Exercise requirements –
(a) From the text on Federal Disability Retirement applications, list the actions it calls important because the Office of Personnel Management is a bureaucracy with multiple levels.
(b) Reproduce the text on Federal Disability Retirement applications from "Thus, as the" up to and including "be firmly established.".
(c) In the text on Federal Disability Retirement applications, which office is the application filed with?

In preparing, formulating and filing a Federal Disability Retirement application with the Office of Personnel Management, it is important to understand the legal criteria of “preponderance of the evidence”, to attempt to meet the legal criteria; to state and argue that the legal criteria has been met, and to reiterate and show how the legal criteria has been met.
Thus, as the Office of Personnel Management is a bureaucracy with multiple levels replete with clerical and administrative staff, it is important to present, to show, to reiterate, and to affirm: the point to get across must be established in a succinct, effective, efficient manner, but it must be firmly established.
“Preponderance of the evidence” can be quite subjective, but within the context of such subjectivity, it encompasses the conceptual analogies of: X is more likely than not; the quantitative weight of the evidence shows that the burden of proof has been met; the qualitative whole has proven that one is entitled to Federal Disability Retirement benefits; the compendium of evidence, both medical and supporting, shows that Mr. Y’s medical condition does indeed prevent him from performing one or more of the essential elements of his job; and similar conclusions to be reached as a result of the entirety of the evidence presented.

Dataset content –

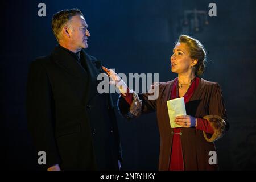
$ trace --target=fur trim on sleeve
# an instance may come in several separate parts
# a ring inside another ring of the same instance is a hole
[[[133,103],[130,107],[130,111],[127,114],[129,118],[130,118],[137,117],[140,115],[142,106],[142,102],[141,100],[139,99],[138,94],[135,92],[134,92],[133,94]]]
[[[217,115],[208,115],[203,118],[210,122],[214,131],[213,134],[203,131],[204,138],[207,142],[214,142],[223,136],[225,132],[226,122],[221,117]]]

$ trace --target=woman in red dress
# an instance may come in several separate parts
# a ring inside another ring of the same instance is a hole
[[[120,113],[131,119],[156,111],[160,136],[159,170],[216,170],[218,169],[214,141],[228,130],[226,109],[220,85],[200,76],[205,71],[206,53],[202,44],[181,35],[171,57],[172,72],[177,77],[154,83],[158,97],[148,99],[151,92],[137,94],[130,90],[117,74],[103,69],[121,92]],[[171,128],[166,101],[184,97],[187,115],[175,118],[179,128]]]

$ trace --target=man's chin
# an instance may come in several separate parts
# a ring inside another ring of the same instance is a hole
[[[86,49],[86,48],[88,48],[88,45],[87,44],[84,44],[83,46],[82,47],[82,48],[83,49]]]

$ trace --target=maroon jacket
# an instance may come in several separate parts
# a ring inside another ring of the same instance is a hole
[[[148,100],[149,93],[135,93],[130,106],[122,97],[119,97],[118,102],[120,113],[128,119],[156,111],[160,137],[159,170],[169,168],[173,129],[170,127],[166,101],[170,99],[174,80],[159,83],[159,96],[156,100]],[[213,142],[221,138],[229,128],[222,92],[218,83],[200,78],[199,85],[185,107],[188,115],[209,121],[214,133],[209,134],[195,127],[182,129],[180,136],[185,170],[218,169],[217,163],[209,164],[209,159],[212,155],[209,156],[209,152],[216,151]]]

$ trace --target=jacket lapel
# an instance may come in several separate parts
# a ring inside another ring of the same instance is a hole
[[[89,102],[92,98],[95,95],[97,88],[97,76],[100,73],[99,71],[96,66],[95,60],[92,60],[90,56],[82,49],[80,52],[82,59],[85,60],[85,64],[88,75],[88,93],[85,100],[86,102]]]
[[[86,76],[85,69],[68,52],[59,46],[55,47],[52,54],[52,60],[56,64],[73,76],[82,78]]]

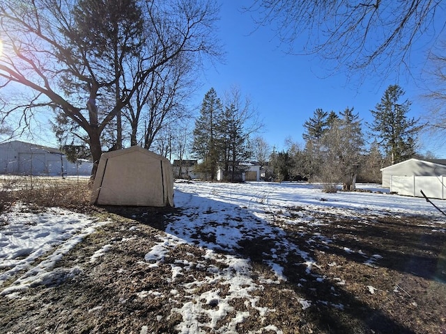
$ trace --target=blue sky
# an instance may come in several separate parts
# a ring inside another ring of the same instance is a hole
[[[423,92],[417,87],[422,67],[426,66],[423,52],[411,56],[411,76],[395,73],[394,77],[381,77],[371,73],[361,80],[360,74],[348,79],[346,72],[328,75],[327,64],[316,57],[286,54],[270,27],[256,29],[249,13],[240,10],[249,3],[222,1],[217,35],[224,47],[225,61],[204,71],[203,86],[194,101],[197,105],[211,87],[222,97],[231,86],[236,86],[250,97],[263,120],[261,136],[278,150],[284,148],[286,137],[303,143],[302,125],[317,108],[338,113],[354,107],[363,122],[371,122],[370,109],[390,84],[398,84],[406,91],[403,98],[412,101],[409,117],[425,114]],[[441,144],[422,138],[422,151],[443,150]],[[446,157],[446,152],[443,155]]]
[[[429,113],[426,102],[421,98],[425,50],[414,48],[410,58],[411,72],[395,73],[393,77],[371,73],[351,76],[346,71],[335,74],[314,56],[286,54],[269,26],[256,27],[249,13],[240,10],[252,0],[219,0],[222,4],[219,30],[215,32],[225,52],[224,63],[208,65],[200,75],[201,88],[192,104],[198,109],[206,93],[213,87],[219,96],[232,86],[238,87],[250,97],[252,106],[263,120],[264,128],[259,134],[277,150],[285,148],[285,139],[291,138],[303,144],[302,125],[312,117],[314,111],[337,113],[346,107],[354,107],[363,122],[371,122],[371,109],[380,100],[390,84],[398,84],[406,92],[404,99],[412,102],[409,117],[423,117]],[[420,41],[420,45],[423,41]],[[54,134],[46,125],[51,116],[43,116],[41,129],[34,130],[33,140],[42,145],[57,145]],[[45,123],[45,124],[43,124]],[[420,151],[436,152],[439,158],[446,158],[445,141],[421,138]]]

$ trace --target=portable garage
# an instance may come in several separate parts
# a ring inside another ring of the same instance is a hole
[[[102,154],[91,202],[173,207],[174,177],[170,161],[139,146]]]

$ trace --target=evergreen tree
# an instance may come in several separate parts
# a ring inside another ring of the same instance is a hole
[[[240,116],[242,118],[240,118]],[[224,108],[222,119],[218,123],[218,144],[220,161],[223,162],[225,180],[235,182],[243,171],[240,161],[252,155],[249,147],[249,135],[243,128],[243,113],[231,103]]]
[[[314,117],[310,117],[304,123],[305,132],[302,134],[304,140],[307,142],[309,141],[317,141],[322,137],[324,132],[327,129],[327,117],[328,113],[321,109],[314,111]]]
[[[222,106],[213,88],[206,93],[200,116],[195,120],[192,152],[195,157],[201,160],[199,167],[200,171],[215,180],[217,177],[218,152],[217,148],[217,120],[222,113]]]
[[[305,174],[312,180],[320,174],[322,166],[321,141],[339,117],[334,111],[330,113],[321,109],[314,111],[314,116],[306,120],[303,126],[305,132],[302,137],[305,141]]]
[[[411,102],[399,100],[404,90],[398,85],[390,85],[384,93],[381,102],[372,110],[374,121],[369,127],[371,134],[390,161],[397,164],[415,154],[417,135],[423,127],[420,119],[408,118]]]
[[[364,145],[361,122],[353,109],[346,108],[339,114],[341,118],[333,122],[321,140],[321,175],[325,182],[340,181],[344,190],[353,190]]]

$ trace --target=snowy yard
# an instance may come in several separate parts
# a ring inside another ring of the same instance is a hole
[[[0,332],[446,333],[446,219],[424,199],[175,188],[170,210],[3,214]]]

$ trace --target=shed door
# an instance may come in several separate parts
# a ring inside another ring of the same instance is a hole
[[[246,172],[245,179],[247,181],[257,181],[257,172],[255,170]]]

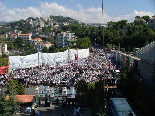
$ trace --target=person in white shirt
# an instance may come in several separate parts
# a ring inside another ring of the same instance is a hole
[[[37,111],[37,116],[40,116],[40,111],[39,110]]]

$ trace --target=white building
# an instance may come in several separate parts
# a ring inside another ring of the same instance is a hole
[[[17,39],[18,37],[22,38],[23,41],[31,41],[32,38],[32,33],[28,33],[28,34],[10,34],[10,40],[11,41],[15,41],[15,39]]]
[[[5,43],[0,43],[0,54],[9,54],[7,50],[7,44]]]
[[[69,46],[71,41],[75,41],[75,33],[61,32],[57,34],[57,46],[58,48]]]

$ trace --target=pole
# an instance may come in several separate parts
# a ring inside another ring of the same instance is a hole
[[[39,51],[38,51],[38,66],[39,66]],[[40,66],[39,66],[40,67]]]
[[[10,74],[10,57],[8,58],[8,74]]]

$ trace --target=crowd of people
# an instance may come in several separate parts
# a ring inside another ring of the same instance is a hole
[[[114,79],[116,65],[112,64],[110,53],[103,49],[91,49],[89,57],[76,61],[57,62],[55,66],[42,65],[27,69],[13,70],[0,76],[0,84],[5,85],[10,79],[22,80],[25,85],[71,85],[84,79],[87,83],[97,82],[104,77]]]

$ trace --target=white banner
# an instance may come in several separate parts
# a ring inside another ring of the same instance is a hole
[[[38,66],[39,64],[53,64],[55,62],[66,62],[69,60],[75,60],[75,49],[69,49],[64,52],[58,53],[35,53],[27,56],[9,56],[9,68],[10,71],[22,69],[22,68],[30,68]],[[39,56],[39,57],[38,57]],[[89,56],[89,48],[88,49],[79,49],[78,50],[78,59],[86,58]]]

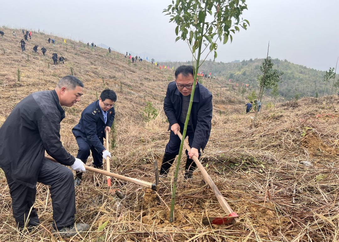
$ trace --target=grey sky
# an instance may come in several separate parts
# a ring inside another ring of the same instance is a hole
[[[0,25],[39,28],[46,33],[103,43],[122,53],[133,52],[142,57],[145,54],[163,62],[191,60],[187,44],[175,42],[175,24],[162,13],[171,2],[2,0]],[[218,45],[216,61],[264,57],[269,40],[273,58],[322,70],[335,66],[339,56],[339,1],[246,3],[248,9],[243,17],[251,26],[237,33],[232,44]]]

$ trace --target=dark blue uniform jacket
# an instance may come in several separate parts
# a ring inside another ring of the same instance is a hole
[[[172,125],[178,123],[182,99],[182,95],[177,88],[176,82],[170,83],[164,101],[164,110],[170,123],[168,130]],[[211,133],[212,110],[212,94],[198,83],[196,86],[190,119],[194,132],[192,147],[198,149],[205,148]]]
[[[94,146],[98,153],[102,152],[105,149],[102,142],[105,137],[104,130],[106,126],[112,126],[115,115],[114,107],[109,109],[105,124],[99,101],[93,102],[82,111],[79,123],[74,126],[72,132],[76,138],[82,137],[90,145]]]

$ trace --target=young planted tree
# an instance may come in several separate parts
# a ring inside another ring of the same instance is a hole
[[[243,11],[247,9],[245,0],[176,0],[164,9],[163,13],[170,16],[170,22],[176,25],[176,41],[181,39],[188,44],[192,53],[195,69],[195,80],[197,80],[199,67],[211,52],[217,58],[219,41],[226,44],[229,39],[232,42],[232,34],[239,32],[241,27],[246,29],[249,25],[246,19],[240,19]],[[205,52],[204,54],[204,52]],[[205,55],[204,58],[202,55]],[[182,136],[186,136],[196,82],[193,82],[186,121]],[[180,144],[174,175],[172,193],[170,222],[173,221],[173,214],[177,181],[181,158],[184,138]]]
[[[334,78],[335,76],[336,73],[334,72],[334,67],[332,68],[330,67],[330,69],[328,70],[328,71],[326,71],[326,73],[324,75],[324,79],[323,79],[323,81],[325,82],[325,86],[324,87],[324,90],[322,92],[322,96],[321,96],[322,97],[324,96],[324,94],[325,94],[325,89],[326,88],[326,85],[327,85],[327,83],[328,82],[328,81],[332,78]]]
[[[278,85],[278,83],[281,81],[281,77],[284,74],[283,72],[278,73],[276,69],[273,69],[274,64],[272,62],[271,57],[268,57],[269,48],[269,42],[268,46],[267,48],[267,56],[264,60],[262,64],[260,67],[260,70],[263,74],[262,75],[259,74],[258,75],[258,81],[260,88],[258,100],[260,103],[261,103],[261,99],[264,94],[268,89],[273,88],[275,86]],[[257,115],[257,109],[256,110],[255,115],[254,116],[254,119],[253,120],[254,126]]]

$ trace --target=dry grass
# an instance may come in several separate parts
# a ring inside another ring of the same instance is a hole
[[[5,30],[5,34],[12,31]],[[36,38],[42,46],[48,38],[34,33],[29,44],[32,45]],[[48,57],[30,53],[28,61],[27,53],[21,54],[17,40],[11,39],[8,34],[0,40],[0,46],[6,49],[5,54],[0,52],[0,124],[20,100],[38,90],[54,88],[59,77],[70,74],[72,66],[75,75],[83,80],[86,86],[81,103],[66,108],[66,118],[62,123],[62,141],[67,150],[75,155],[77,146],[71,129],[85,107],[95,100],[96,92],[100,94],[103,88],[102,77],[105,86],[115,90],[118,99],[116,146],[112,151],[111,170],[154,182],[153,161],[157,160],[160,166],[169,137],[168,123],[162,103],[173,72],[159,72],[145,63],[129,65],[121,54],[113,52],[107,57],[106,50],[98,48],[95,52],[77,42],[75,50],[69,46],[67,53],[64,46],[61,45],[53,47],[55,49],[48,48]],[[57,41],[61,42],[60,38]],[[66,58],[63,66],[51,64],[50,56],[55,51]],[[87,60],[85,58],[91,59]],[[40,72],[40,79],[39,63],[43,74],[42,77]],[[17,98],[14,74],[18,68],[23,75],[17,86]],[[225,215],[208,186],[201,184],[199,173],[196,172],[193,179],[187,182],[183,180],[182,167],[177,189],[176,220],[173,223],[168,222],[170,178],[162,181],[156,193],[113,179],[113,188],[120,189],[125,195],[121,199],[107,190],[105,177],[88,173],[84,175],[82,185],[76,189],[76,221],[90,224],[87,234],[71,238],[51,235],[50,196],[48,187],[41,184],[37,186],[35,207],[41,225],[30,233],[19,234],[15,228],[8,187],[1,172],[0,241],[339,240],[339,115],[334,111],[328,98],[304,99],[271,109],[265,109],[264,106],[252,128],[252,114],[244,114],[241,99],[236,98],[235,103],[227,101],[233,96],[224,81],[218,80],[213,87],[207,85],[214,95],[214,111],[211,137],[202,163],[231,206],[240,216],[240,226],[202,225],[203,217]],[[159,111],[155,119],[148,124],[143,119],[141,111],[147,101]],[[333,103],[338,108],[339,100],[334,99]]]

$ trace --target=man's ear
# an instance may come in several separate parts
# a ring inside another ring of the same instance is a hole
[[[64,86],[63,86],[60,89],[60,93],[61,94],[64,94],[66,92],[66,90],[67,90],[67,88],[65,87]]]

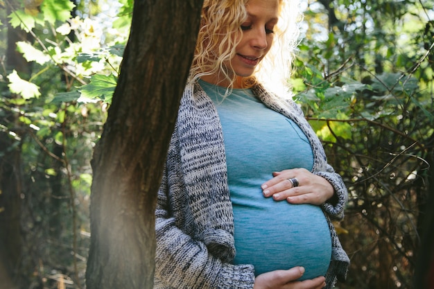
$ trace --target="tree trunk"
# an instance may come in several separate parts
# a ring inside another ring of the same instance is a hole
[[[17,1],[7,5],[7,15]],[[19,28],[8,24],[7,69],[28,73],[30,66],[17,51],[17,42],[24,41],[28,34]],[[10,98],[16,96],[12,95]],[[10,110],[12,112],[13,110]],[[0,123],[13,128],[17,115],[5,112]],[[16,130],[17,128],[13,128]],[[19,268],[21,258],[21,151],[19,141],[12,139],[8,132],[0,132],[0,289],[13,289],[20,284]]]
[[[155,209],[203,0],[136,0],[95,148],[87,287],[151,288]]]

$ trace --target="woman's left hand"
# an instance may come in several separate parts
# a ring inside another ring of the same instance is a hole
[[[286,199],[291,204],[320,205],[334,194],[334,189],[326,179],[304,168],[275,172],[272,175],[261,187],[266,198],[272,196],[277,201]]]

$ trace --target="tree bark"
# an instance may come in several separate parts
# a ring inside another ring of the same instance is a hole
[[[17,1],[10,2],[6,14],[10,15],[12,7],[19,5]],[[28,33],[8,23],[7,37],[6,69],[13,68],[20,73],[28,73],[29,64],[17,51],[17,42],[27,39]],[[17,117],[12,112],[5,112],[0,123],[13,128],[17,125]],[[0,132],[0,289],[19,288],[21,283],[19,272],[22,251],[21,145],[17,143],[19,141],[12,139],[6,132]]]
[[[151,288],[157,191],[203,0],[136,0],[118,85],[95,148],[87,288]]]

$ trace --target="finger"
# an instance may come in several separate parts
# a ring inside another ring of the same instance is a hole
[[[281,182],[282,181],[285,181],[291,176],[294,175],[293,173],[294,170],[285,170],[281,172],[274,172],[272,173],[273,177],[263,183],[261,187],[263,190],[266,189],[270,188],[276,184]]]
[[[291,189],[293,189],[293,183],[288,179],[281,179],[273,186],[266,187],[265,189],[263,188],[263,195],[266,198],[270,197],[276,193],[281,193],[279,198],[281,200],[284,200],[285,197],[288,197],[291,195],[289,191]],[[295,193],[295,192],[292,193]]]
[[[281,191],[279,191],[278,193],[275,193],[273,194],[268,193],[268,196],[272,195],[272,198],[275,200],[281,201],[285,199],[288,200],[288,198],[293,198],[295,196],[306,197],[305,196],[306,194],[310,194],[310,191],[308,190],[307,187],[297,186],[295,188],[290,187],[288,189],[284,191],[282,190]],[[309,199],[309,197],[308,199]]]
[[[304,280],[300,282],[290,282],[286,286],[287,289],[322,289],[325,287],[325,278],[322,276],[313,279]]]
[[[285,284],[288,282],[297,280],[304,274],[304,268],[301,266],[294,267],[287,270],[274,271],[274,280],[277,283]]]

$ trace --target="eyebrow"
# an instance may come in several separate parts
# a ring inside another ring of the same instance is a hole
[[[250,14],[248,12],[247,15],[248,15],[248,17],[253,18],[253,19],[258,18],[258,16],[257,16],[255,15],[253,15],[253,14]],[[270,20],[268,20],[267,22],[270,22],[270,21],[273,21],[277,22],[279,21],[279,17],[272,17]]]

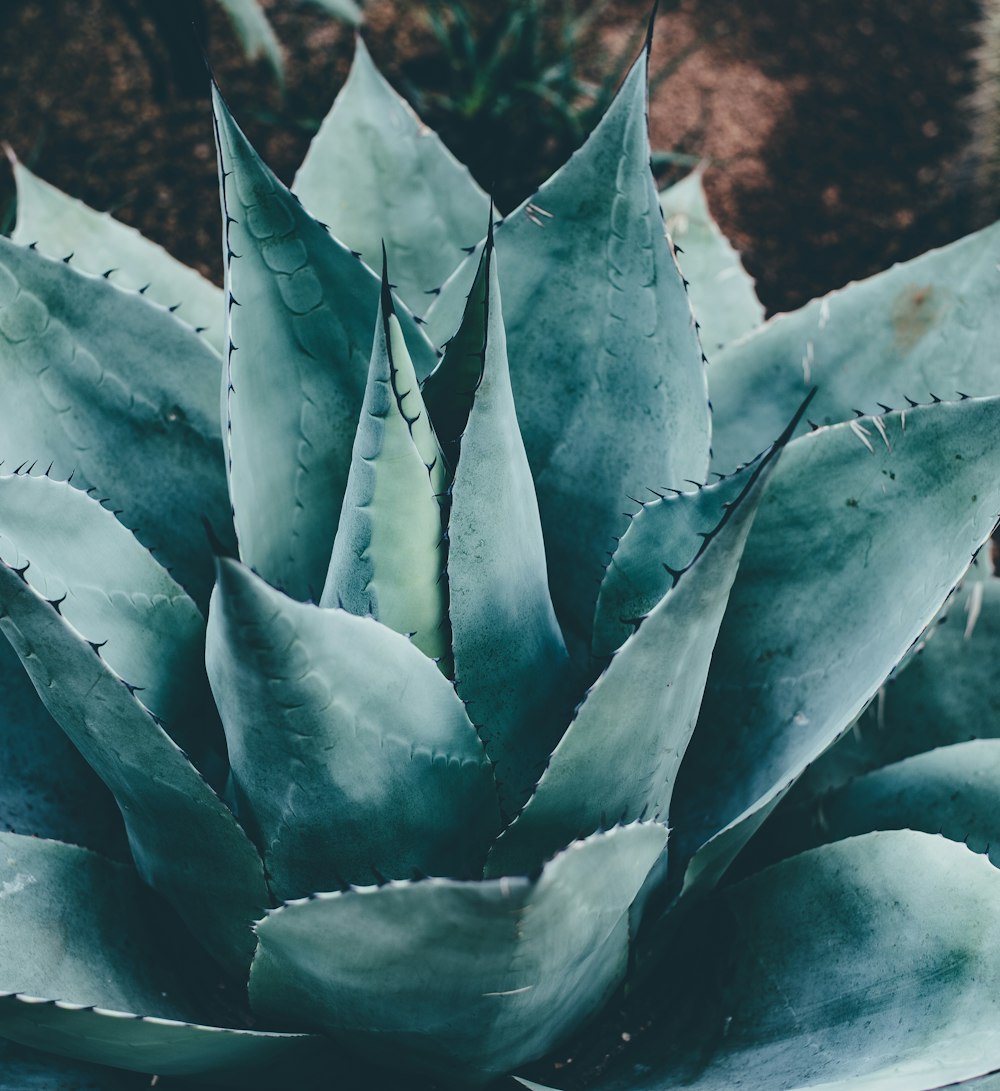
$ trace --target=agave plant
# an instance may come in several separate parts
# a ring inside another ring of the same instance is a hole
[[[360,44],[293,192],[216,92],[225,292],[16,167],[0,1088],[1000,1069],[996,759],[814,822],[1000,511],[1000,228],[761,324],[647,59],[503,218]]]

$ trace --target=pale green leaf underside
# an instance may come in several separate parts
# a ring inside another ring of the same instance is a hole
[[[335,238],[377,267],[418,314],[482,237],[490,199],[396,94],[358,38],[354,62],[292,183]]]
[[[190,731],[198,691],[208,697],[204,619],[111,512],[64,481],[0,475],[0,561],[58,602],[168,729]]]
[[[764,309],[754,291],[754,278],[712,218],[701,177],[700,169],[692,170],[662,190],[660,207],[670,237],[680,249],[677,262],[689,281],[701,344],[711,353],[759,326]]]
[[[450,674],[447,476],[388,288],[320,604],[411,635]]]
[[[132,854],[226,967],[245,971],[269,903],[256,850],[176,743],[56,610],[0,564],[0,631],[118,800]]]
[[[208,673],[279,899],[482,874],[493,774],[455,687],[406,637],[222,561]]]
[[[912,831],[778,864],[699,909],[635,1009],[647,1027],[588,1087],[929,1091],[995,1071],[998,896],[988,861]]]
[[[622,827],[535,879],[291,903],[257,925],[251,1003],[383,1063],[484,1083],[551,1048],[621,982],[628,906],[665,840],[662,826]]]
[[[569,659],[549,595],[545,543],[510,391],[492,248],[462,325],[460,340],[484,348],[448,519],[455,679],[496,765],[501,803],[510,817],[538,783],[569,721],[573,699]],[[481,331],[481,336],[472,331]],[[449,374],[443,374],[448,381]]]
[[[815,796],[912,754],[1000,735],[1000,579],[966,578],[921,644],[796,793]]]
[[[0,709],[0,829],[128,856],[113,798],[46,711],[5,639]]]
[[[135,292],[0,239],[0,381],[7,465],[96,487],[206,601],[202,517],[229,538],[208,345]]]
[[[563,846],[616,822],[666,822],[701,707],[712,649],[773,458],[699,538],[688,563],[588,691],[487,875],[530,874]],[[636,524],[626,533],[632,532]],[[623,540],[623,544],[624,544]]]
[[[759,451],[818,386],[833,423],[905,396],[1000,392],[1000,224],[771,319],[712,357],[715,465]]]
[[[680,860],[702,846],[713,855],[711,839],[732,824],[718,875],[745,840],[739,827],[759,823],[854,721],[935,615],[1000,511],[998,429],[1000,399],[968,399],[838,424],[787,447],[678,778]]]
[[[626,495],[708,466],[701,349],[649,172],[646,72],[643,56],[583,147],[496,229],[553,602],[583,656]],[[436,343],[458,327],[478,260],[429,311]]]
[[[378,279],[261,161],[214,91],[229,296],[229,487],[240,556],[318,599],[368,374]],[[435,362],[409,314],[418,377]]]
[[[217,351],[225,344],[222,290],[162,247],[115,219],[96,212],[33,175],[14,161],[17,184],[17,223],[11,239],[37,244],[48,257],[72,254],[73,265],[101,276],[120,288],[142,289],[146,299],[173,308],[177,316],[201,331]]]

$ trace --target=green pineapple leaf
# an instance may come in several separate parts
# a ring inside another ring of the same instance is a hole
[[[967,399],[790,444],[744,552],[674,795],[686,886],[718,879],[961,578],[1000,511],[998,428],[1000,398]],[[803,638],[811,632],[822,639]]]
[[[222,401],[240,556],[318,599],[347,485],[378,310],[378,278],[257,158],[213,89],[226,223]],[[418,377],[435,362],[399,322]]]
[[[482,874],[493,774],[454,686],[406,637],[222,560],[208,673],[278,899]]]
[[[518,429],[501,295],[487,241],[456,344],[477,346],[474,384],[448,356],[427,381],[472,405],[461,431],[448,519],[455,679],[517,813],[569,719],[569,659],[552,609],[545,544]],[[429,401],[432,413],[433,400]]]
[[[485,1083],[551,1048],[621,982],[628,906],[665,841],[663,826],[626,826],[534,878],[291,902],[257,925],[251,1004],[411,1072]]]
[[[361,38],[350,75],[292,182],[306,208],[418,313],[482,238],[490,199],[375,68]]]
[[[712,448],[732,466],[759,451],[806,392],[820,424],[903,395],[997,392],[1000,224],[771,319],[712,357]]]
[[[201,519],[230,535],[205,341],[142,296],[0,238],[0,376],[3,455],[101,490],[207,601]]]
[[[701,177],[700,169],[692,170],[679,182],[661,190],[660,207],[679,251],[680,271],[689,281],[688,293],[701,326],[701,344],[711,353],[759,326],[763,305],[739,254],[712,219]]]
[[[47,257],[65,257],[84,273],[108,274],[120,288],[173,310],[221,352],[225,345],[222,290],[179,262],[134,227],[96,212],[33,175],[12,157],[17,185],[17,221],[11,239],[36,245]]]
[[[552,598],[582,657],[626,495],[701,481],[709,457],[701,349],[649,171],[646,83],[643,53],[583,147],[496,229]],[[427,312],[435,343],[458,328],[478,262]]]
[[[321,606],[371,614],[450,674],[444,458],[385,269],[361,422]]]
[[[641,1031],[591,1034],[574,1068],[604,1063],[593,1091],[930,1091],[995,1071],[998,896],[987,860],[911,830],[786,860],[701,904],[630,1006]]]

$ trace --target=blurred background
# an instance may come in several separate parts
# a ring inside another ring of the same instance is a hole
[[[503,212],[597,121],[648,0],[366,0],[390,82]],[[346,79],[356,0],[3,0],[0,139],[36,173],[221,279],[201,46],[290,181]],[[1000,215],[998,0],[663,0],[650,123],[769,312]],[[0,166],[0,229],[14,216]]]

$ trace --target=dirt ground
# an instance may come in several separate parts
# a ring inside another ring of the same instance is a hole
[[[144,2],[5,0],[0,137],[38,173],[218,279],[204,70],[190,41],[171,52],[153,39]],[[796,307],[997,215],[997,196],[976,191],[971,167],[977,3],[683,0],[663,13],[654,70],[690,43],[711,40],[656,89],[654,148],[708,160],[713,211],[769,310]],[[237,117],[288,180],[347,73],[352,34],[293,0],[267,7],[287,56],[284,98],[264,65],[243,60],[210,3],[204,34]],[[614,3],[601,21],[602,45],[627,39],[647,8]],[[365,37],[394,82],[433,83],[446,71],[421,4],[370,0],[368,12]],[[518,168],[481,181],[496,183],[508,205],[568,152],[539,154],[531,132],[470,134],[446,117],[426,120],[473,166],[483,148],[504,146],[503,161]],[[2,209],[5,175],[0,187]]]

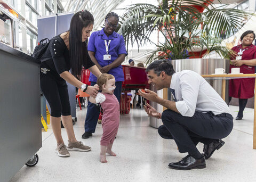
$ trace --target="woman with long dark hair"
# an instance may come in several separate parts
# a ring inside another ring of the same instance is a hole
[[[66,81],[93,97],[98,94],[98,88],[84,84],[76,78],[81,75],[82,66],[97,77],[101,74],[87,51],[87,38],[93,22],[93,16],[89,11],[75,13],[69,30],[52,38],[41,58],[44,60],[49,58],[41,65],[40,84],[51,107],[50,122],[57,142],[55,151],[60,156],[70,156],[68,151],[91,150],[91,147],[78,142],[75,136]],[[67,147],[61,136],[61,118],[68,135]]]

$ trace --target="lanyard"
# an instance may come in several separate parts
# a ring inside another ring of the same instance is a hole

Answers given –
(a) To present, to show, to reiterate, and to affirm.

(b)
Thus, as the Office of Personnel Management is a bureaucracy with multiple levels replete with clerical and administrative staff, it is important to present, to show, to reiterate, and to affirm: the point to get across must be established in a succinct, effective, efficient manner, but it must be firmly established.

(c) The Office of Personnel Management.